# [OBJECTIVE]
Rewrite the data below as a JSON list of strings, one string per line, leaving out blank lines and the pictures.

******************************

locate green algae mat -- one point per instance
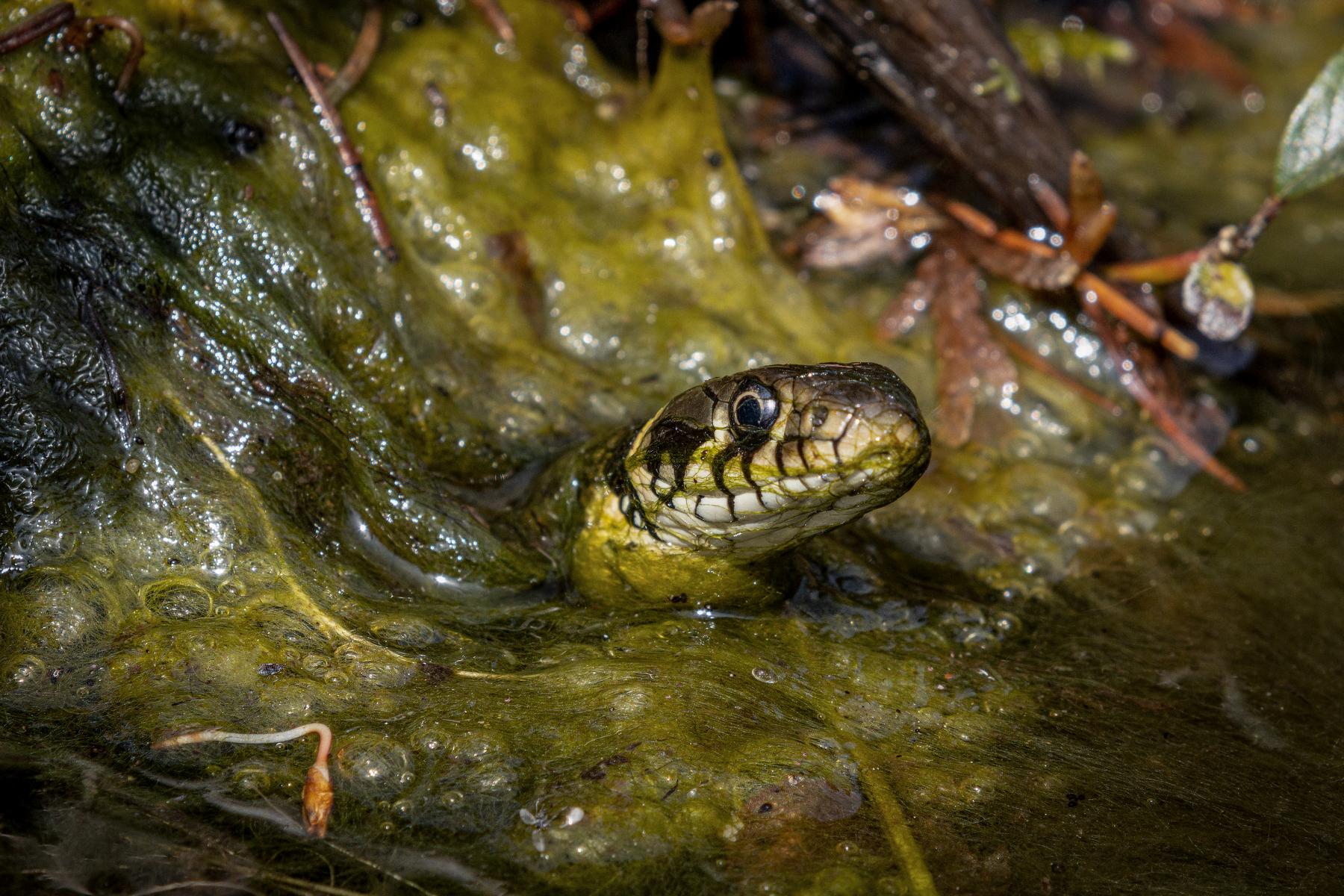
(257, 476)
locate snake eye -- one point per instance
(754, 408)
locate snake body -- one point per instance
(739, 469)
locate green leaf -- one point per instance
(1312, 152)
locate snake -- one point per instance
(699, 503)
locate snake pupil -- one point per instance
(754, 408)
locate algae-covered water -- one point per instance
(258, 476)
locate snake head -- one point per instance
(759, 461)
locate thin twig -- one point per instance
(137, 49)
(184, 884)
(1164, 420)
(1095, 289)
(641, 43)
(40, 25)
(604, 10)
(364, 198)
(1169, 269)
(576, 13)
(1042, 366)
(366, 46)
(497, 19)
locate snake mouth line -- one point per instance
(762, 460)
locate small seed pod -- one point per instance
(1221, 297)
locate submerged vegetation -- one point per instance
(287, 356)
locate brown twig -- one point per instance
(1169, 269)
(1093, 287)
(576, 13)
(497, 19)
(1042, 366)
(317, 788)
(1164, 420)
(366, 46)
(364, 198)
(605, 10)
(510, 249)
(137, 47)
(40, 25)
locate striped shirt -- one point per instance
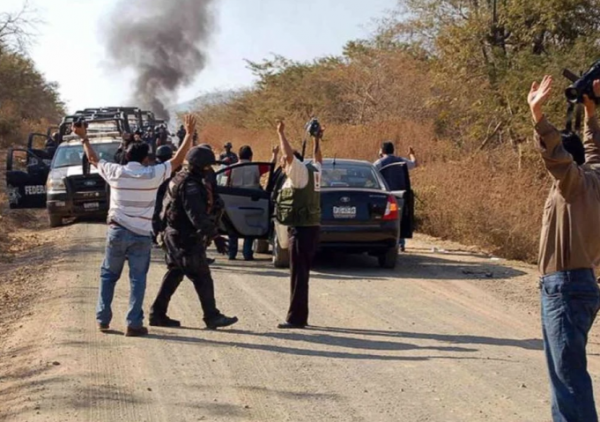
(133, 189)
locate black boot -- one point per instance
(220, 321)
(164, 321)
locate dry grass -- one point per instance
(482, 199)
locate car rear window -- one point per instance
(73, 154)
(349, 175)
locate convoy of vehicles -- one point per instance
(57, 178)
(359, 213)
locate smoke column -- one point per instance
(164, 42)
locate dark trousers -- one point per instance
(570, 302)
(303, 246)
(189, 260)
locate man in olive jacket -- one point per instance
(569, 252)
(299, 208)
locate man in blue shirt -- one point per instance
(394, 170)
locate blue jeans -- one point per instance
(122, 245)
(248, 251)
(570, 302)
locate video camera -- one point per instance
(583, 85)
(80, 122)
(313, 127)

******************************

# [REPLY]
[
  "locate green algae mat -- one point per instance",
  "(257, 476)",
  "locate snake eye -- one point per instance",
  "(754, 408)",
  "locate snake body -- one point per instance",
  "(739, 469)",
  "locate green leaf -- one point per instance",
  "(1312, 152)",
  "locate snake -- one point per instance",
  "(699, 503)",
  "locate snake pupil -- one point per instance",
  "(754, 408)",
  "locate algae-covered water -- one point per instance",
  "(258, 476)",
  "locate snake head -- one point per instance",
  "(759, 461)",
  "locate thin twig -- one point per instance",
  "(137, 49)",
  "(184, 884)",
  "(1164, 420)",
  "(1095, 289)",
  "(641, 43)",
  "(40, 25)",
  "(604, 10)",
  "(364, 198)",
  "(1169, 269)",
  "(576, 13)",
  "(1042, 366)",
  "(366, 46)",
  "(497, 19)",
  "locate snake mouth line -- one point per instance",
  "(762, 460)",
  "locate small seed pod -- one point per instance",
  "(1221, 297)",
  "locate submerged vegetation -- one point per instance",
  "(287, 356)",
  "locate brown twig -- one point per instance",
  "(1169, 269)",
  "(1093, 287)",
  "(576, 13)",
  "(497, 19)",
  "(1042, 366)",
  "(317, 788)",
  "(1164, 420)",
  "(366, 46)",
  "(364, 198)",
  "(605, 10)",
  "(510, 249)",
  "(137, 47)",
  "(40, 25)",
  "locate striped shirt -- one point per instance",
  "(133, 189)",
  "locate black boot -- one point per instance",
  "(220, 321)",
  "(164, 321)",
  "locate dry grass -- one point per instance",
  "(482, 199)",
  "locate car rear window -- one point per instance",
  "(73, 154)",
  "(349, 175)",
  "locate convoy of vehicles -- one point per instance",
  "(57, 178)",
  "(359, 213)",
  "locate smoke column -- one point per instance",
  "(164, 42)",
  "locate dark trousers -- one point per instance",
  "(570, 302)",
  "(303, 246)",
  "(189, 260)",
  "locate man in olive jacket -- one point per instance",
  "(569, 252)",
  "(299, 208)",
  "locate man in blue shirt -- one point per instance",
  "(394, 170)",
  "locate blue jeans -- one point per instance",
  "(122, 245)",
  "(248, 251)",
  "(570, 302)",
  "locate video camera -- one point per instance",
  "(583, 85)",
  "(80, 122)",
  "(313, 127)"
]